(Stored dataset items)
== Segment start ==
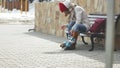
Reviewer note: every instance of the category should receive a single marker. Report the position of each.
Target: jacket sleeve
(78, 14)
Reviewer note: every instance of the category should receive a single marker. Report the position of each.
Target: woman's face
(67, 12)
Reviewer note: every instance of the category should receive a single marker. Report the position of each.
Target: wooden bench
(94, 35)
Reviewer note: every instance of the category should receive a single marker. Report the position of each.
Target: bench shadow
(81, 49)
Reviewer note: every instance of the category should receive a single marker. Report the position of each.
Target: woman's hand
(63, 27)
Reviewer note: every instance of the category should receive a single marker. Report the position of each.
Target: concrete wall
(48, 18)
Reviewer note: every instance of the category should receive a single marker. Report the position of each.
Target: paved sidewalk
(22, 49)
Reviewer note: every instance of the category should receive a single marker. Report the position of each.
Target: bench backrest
(98, 26)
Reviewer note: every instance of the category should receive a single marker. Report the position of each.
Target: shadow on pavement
(81, 49)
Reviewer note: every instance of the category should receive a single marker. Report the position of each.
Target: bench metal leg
(83, 40)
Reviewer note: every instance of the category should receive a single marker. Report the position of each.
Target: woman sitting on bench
(78, 23)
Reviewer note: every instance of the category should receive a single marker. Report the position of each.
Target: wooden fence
(48, 18)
== Segment end ==
[Task to complete]:
What is needed is an exact transcription of every entry, minus the pictures.

[Solved problem]:
Reviewer note: every instance of the category should receive a single marker. Report the position of each.
Target: jacket sleeve
(78, 14)
Reviewer note: every instance of the category should receive a single marker. Report the position of each.
Target: woman's face
(67, 12)
Reviewer note: every instance of the category should receive a single marker. Report the position of each.
Target: wooden bench
(94, 35)
Reviewer note: every instance of the category should receive a single marker. Report the position of each.
Target: bench shadow
(81, 49)
Reviewer note: every instance of the category should receive a single marker. Report the position of each.
Target: woman's hand
(63, 27)
Reviewer note: every instance of the category should receive a single marker. Report the position of each.
Target: concrete wall
(48, 18)
Reviewer note: every instance of the category should receive a single marker. Report the position of each.
Target: paved sidewalk
(22, 49)
Reviewer note: every instance of the category should receive a single marker. Report the position of each.
Target: bench backrest
(98, 26)
Reviewer note: every instance of the category should receive a single marker. Report the position of each.
Target: shadow on pavement
(81, 49)
Reviewer note: every instance of the category should receive a single marker. Report the position of each.
Target: bench metal leg
(83, 40)
Reviewer note: every instance of the category should receive a single marker. Report the position of each.
Target: woman sitting on bench
(78, 23)
Reviewer note: every instance of the category should receive a single marker. Report the position of each.
Target: wooden fence
(48, 18)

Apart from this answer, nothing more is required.